→ Brief
Copy out the lines below, switching every "integer pixel values" to "whole-number pixel coordinates" and leaving everything else as it is.

→ Raw data
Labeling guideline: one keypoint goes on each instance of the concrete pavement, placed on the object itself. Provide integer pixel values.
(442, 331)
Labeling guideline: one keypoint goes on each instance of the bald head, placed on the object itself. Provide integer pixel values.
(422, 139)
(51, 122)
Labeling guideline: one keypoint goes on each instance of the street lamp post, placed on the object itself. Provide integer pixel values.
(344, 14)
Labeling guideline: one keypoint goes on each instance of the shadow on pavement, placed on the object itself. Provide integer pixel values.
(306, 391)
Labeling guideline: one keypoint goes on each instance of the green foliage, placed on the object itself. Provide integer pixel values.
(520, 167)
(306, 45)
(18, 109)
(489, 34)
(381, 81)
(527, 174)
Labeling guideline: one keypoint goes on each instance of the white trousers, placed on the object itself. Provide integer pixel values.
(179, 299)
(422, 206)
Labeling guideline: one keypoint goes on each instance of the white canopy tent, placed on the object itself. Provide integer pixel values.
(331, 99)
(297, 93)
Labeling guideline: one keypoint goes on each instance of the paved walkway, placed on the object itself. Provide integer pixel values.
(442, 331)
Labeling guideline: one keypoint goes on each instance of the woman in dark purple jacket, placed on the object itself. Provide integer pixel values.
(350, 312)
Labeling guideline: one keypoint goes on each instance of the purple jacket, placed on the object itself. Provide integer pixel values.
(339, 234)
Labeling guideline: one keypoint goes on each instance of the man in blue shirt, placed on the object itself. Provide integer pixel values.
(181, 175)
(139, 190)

→ Exercise response
Labeling guideline: one keypoint goes on each instance of the concrete pavement, placed on the object itself. Provide whole-number pixel coordinates.
(442, 331)
Labeling guideline: one keypoint goes on each instance of the bald head, placed on the object itself. Provide whole-number pixel coordinates.
(422, 139)
(51, 122)
Labeling guideline: one keypoint goes on each instance of the street lamp post, placed on the object itself. Provide whole-number pixel coordinates.
(344, 14)
Labeling guideline: one keypoint goes on each instance of the shadow on pavement, placed on the object itself. Provide whole-number pixel coordinates.
(306, 391)
Labeling guideline: one keypoint goes on each instance of the green foliage, placed on the object itself. Provide whole-number pixel coordinates.
(520, 167)
(306, 45)
(18, 109)
(489, 34)
(381, 81)
(527, 174)
Labeling guideline: one keypoint goes on each instance of the white trousers, placed on the object itself. Provide whole-number pixel coordinates.
(179, 299)
(422, 206)
Labeling guideline: one keypoint goes on each instance of the white canopy tent, placed on the object itself. Provide whole-number pixel coordinates.
(331, 99)
(297, 93)
Labeling guideline: one keypoint goes on each instance of the paved walkway, placed on the object itself. Provide whole-number pixel coordinates.
(442, 331)
Labeling guideline: one keypoint goes on each instance of the woman in dark purple jacket, placed on the object itself. Provide whole-number pixel coordinates.
(350, 312)
Labeling guideline: one keypoint goes on each instance of the purple jacket, placed on the object itself. Provide whole-number pixel coordinates.
(339, 234)
Labeling guideline: one keypoint goes on each instance of the man in blue shirt, placed on the object itself. Provide whole-number pixel coordinates.
(181, 175)
(139, 190)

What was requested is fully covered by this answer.